▸ **DATA EXTRACTS**:
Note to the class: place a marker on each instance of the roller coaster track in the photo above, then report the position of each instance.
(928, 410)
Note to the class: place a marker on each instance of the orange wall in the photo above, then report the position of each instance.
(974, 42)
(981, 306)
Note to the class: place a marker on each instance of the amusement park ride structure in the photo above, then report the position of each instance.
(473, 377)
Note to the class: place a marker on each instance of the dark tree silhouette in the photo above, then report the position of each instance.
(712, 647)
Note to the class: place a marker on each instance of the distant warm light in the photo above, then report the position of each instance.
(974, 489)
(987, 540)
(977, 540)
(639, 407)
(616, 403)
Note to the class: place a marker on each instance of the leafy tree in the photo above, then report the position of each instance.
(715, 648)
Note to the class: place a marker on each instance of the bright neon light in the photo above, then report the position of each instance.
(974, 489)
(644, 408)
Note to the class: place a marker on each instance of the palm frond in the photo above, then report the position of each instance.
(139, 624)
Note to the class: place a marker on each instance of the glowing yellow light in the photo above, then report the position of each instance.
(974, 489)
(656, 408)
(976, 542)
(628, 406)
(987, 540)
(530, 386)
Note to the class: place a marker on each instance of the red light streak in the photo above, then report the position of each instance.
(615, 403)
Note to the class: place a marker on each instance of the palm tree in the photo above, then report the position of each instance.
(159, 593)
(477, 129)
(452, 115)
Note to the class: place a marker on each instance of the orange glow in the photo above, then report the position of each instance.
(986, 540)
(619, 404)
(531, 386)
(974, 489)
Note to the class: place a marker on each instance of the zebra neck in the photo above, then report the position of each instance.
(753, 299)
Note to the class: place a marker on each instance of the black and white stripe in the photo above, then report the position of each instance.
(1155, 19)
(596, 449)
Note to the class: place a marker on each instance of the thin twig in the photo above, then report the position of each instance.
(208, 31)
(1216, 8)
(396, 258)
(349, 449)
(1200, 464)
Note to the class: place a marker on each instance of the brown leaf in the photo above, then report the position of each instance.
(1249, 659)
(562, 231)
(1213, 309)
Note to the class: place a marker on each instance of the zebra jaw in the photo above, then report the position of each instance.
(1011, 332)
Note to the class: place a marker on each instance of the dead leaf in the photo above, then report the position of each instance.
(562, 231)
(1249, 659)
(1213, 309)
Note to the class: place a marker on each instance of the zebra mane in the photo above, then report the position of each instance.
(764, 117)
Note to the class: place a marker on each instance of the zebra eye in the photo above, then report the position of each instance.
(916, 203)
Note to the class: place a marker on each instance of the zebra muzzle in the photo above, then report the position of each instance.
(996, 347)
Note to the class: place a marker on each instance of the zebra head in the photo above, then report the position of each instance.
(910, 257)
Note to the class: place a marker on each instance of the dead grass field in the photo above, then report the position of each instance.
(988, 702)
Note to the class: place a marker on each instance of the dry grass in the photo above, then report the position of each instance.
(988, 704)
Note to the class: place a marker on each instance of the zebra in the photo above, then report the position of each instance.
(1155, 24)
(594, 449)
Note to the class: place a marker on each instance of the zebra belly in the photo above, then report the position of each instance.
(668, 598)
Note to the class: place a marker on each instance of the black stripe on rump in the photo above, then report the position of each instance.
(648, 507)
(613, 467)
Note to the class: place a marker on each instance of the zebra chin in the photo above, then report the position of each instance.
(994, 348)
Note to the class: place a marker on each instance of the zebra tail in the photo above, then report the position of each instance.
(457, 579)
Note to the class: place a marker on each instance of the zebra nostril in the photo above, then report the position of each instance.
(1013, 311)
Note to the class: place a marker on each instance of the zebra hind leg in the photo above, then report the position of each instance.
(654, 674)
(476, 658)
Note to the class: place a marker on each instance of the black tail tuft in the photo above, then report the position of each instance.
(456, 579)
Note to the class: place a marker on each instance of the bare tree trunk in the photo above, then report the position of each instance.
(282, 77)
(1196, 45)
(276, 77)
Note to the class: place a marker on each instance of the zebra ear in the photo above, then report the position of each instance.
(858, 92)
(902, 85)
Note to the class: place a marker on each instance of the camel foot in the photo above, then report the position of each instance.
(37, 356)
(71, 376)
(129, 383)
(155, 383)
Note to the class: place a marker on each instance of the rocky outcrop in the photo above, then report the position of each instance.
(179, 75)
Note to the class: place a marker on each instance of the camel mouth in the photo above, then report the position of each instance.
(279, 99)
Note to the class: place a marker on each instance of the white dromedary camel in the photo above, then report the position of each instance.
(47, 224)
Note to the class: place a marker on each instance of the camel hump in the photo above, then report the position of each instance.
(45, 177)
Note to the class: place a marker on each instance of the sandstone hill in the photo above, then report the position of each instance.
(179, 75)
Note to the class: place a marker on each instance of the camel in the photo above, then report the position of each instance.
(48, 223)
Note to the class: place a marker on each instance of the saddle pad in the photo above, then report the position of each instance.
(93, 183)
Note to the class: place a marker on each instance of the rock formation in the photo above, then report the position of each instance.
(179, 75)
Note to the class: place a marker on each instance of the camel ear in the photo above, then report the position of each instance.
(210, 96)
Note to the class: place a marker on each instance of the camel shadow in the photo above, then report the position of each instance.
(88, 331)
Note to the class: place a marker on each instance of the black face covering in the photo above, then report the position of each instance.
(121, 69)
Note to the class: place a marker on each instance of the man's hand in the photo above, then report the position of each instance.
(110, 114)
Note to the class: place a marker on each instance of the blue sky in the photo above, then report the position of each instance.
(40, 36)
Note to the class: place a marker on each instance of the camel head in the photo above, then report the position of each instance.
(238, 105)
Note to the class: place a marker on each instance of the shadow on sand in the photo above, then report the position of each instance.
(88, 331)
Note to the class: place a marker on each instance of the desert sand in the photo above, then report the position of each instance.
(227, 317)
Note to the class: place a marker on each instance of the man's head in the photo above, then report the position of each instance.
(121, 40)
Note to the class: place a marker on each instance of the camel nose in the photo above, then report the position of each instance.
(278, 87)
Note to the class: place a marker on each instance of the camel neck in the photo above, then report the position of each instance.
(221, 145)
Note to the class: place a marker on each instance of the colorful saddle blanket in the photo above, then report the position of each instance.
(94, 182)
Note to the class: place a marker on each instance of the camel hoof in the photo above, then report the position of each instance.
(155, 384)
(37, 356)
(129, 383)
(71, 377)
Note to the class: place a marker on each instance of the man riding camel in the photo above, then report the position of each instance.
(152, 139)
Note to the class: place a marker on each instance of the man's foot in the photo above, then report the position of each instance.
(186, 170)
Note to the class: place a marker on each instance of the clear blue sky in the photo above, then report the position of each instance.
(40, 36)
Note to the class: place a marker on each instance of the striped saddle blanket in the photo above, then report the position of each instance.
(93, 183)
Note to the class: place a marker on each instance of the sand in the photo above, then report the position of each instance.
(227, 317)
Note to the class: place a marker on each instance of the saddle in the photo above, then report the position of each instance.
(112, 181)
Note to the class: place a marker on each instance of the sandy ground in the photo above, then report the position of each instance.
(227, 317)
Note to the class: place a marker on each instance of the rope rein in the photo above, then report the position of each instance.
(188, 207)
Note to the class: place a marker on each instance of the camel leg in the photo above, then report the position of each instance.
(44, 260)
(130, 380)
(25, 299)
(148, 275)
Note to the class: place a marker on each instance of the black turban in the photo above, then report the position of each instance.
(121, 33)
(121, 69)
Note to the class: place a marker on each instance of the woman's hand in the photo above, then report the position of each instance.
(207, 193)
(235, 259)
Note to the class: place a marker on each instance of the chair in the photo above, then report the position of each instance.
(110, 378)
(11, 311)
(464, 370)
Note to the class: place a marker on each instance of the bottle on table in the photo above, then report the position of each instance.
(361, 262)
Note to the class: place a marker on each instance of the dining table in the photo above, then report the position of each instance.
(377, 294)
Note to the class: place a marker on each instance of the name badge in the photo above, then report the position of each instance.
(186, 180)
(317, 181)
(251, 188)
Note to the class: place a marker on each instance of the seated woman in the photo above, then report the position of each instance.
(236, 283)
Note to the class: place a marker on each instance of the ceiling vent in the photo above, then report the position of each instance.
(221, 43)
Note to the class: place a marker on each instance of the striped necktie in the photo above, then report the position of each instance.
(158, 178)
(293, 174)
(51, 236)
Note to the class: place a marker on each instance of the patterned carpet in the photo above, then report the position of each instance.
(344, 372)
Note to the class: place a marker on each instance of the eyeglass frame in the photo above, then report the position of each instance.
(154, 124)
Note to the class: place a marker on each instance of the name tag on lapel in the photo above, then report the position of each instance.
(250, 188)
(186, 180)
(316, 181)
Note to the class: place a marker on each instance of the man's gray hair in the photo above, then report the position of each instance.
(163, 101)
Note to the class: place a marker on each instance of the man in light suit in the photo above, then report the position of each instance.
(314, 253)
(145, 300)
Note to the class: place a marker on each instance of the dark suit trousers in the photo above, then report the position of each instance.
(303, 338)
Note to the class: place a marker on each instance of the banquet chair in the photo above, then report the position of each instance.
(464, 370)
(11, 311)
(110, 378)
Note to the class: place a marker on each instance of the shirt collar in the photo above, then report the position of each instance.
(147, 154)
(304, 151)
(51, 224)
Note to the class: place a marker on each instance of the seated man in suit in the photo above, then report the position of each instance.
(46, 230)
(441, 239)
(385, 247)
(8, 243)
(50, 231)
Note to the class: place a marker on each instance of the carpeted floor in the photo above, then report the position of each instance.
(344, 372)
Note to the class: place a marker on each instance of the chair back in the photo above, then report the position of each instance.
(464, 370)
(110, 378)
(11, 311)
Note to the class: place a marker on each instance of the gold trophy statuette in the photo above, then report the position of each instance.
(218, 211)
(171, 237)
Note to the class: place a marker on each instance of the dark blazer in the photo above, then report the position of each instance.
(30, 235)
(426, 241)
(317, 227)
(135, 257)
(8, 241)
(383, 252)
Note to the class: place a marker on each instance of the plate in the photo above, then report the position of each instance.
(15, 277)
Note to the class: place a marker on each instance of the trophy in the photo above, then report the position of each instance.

▸ **EXERCISE DIRECTIONS**: Set down only the lines from the line with "the man's gray" through the last line of the data above, keeping both the first and the last.

▸ **EXERCISE OUTPUT**:
Note to the class: place a marker on each instance of the man's gray hair in the photo above, then report the position of each instance.
(163, 101)
Note to the class: place a marker on each instance of the man in light suit in the photo above, then report the position of each instance.
(314, 253)
(145, 300)
Note to the class: place a marker on each instance of the dark suit trousers in the photo above, then report the position of each instance.
(303, 338)
Note to the class: place a marker on each instance of the banquet chair in the photo above, then report the position of each instance.
(464, 370)
(11, 311)
(110, 378)
Note to the class: place a marker on each instance of the shirt collar in the photo above, then report the position of each instance.
(147, 154)
(304, 151)
(51, 224)
Note to the class: place a marker on each instance of the seated man in suit in the photo above, then report the position of each instance.
(46, 230)
(441, 239)
(385, 247)
(8, 243)
(50, 231)
Note to the class: place a marker on each instance of the carpeted floor in the photo above, then report the position of each instance.
(344, 372)
Note to the class: place a marker on each instance of the chair back in the photo above, then report the position of each instance.
(464, 370)
(110, 378)
(11, 311)
Note to the class: place a marker on each instance of the gold trophy statuette in the photo above, then report the position of each instance.
(218, 211)
(171, 237)
Note to the class: place a marker on each instance of the dark blazer in the photo above, then report the position of each instance.
(30, 235)
(426, 241)
(317, 227)
(135, 257)
(8, 241)
(383, 252)
Note to the class: place a marker on each instance of the plate in the photo above, then report the position of each instance.
(15, 277)
Note to the class: place a marker on each instance of the trophy in the photo above, then report the position of each instance.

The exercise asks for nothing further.